*PROBLEM TO WORK ON*
Repeat the data below in full and exactly.

[Stored items]
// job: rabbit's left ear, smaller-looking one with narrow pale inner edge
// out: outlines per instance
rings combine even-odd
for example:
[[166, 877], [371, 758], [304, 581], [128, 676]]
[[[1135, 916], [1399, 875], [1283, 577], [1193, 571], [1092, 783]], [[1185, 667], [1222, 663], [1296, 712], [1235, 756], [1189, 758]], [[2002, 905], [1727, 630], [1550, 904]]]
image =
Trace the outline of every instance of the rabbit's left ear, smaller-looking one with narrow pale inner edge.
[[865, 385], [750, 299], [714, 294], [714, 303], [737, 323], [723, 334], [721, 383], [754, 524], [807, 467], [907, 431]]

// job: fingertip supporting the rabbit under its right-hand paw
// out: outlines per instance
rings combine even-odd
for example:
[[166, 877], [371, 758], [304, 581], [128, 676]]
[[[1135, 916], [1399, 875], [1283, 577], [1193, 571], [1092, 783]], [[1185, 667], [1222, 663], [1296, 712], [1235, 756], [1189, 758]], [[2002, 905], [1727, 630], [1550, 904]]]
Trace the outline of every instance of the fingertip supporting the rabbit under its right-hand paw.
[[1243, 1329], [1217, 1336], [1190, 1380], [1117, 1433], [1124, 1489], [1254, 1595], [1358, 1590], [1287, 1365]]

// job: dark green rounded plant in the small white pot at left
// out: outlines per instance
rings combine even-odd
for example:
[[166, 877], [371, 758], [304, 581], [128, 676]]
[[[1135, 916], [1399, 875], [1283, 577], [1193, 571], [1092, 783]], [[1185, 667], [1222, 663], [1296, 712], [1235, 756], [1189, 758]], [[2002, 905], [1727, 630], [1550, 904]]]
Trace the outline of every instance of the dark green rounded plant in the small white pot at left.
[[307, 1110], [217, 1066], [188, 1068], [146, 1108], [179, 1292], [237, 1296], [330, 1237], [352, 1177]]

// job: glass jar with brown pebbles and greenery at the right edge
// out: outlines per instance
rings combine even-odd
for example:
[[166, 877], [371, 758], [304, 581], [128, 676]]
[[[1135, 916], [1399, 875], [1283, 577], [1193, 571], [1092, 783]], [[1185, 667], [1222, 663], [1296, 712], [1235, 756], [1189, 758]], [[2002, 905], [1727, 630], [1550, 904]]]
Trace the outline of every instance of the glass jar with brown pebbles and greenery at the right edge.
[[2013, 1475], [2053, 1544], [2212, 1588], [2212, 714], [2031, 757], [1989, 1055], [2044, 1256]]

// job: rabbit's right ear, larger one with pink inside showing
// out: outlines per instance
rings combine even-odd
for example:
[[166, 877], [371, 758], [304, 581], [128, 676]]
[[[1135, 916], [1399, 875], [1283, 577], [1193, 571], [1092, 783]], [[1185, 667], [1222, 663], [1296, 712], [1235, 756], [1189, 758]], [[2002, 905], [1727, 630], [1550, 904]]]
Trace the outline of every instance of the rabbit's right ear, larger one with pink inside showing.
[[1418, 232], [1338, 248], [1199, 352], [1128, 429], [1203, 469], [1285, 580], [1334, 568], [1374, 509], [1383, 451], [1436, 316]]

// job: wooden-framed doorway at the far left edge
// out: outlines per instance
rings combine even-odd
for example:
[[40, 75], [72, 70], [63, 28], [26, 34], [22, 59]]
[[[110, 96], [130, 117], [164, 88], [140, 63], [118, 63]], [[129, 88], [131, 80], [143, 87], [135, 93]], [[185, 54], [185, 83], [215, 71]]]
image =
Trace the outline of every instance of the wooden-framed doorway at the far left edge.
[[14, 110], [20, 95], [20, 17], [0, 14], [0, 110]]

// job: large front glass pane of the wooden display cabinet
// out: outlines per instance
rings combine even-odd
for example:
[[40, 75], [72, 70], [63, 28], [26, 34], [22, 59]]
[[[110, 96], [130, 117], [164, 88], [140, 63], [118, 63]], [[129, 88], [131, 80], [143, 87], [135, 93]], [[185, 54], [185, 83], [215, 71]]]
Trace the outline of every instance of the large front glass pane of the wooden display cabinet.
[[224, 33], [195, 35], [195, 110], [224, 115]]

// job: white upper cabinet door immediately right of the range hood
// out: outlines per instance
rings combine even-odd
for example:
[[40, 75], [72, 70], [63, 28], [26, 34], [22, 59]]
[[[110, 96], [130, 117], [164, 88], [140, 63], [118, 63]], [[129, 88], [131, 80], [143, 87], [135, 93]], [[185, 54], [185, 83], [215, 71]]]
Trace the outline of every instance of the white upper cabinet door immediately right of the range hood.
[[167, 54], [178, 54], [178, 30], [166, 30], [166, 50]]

*EXPECTED OUTPUT*
// job: rabbit's left ear, smaller-looking one with narrow pale inner edge
// out: outlines per instance
rings combine even-odd
for example:
[[166, 877], [371, 758], [304, 581], [128, 676]]
[[[1135, 916], [1399, 875], [1283, 577], [1193, 571], [1092, 783]], [[1185, 667], [1222, 663], [1296, 712], [1235, 756], [1189, 758]], [[2002, 905], [1727, 630], [1550, 904]]]
image =
Trace the outline of every instance of the rabbit's left ear, smaller-looking one with narrow pale inner edge.
[[865, 385], [750, 299], [714, 294], [714, 303], [737, 323], [723, 334], [721, 383], [754, 524], [807, 467], [907, 431]]

// job: fingertip supporting the rabbit under its right-hand paw
// out: outlines per instance
rings combine even-odd
for example:
[[166, 877], [371, 758], [304, 581], [128, 676]]
[[[1135, 916], [1399, 875], [1283, 577], [1193, 571], [1092, 783]], [[1185, 667], [1222, 663], [1296, 712], [1235, 756], [1189, 758]], [[2002, 905], [1727, 630], [1550, 904]]]
Trace the outline of every instance of the fingertip supporting the rabbit under its right-hand paw.
[[1243, 1329], [1217, 1336], [1190, 1380], [1117, 1433], [1124, 1489], [1254, 1595], [1358, 1590], [1287, 1365]]

// job: dark green rounded plant in the small white pot at left
// out: outlines per instance
rings combine even-odd
for example:
[[166, 877], [371, 758], [304, 581], [128, 676]]
[[[1135, 916], [1399, 875], [1283, 577], [1193, 571], [1092, 783]], [[1185, 667], [1222, 663], [1296, 712], [1235, 756], [1189, 758]], [[2002, 905], [1727, 630], [1550, 904]]]
Trace the outline of every instance of the dark green rounded plant in the small white pot at left.
[[307, 1110], [217, 1066], [188, 1068], [146, 1108], [179, 1292], [237, 1296], [330, 1237], [352, 1177]]

// job: glass jar with brown pebbles and greenery at the right edge
// out: outlines per instance
rings combine even-odd
for example:
[[166, 877], [371, 758], [304, 581], [128, 676]]
[[[1135, 916], [1399, 875], [1283, 577], [1193, 571], [1092, 783]], [[1185, 667], [1222, 663], [1296, 712], [1235, 756], [1189, 758]], [[2002, 905], [1727, 630], [1550, 904]]]
Trace the outline of every instance of the glass jar with brown pebbles and greenery at the right edge.
[[2013, 1475], [2053, 1544], [2212, 1588], [2212, 714], [2031, 757], [1989, 1055], [2044, 1256]]

// job: rabbit's right ear, larger one with pink inside showing
// out: outlines per instance
rings combine even-odd
for example:
[[166, 877], [371, 758], [304, 581], [128, 676]]
[[[1135, 916], [1399, 875], [1283, 577], [1193, 571], [1092, 783]], [[1185, 667], [1222, 663], [1296, 712], [1235, 756], [1189, 758]], [[2002, 905], [1727, 630], [1550, 904]]]
Trace the outline of every instance of the rabbit's right ear, larger one with pink inside showing.
[[1418, 232], [1338, 248], [1199, 352], [1128, 429], [1203, 469], [1285, 580], [1334, 568], [1374, 509], [1383, 451], [1436, 316]]

// job: wooden-framed doorway at the far left edge
// out: outlines per instance
rings combine even-odd
for example:
[[40, 75], [72, 70], [63, 28], [26, 34], [22, 59]]
[[[110, 96], [130, 117], [164, 88], [140, 63], [118, 63]], [[129, 88], [131, 80], [143, 87], [135, 93]], [[185, 54], [185, 83], [215, 71]]]
image =
Trace the outline of every instance of the wooden-framed doorway at the far left edge.
[[14, 110], [20, 95], [20, 17], [0, 14], [0, 110]]

// job: large front glass pane of the wooden display cabinet
// out: outlines per instance
rings combine even-odd
for example:
[[40, 75], [72, 70], [63, 28], [26, 34], [22, 59]]
[[[110, 96], [130, 117], [164, 88], [140, 63], [118, 63]], [[129, 88], [131, 80], [143, 87], [135, 93]], [[185, 54], [185, 83], [215, 71]]]
Trace the outline of every instance of the large front glass pane of the wooden display cabinet.
[[224, 33], [195, 35], [195, 110], [224, 115]]

// job: white upper cabinet door immediately right of the range hood
// out: outlines per instance
rings combine even-odd
for example:
[[40, 75], [72, 70], [63, 28], [26, 34], [22, 59]]
[[[110, 96], [130, 117], [164, 88], [140, 63], [118, 63]], [[129, 88], [131, 80], [143, 87], [135, 93]], [[185, 54], [185, 83], [215, 71]]]
Trace the outline of every instance of the white upper cabinet door immediately right of the range hood.
[[167, 54], [178, 54], [178, 30], [166, 30], [166, 50]]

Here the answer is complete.